▶ TEXTE À LIRE:
::::::::

Les conseils de Vitruve
Dans ses Dix Livres d'architecture, l'architecte romain Vitruve (v. 90-20 avant JC) indique les bonnes pratiques ornementales qui avaient la faveur des anciens et qui avaient tendance à disparaître à son époque, à son grand regret. La bonne pratique consistait à choisir « des reproductions directes de la nature pour la décoration peinte des autres pièces d'habitation, c'est-à-dire des pièces de printemps, d'automne et d'hiver, ainsi que pour les portiques et les colonnades ». Dans les couloirs, les décors de paysage étaient parfaitement adaptés, « en raison de leur étirement en longueur, à orner les murs et il s'agissait souvent de représentation de certains lieux réels. On peint ainsi des ports, des caps, des rivages des fleuves, des sources, des mers, des temples, des forêts, des montagnes, des troupeaux et des bergers. »

::::::::

▶ CONSIGNE:
Recopiez en entier le texte sur les conseils de Vitruve, sans rien y changer.

(Extrait du jeu de données)
::::::::

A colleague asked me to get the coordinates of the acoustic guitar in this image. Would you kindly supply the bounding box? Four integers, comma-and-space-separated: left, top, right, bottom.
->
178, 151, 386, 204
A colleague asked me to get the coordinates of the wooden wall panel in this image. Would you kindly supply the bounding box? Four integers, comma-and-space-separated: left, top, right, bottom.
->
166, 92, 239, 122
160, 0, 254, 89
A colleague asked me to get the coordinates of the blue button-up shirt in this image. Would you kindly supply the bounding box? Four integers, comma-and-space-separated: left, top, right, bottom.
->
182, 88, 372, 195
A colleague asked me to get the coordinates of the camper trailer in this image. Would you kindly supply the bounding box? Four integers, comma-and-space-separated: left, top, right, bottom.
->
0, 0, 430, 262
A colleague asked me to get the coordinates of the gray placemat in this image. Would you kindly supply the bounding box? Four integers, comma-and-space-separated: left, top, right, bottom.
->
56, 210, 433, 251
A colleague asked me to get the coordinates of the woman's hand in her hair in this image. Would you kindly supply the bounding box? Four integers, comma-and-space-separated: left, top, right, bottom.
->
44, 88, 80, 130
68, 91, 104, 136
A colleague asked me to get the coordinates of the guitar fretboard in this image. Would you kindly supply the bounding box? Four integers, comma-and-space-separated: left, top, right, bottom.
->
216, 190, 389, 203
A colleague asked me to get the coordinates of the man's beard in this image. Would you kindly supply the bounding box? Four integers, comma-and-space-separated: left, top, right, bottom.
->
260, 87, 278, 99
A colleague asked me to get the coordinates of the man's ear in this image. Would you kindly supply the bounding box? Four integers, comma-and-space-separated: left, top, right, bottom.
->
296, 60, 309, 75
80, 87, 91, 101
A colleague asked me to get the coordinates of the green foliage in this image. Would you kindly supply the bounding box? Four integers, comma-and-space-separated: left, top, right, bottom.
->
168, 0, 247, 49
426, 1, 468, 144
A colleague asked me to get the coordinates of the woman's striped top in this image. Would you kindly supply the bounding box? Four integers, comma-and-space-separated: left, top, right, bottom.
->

::::::::

▶ RÉSULTAT OBTENU:
Les conseils de Vitruve
Dans ses Dix Livres d'architecture, l'architecte romain Vitruve (v. 90-20 avant JC) indique les bonnes pratiques ornementales qui avaient la faveur des anciens et qui avaient tendance à disparaître à son époque, à son grand regret. La bonne pratique consistait à choisir « des reproductions directes de la nature pour la décoration peinte des autres pièces d'habitation, c'est-à-dire des pièces de printemps, d'automne et d'hiver, ainsi que pour les portiques et les colonnades ». Dans les couloirs, les décors de paysage étaient parfaitement adaptés, « en raison de leur étirement en longueur, à orner les murs et il s'agissait souvent de représentation de certains lieux réels. On peint ainsi des ports, des caps, des rivages des fleuves, des sources, des mers, des temples, des forêts, des montagnes, des troupeaux et des bergers. »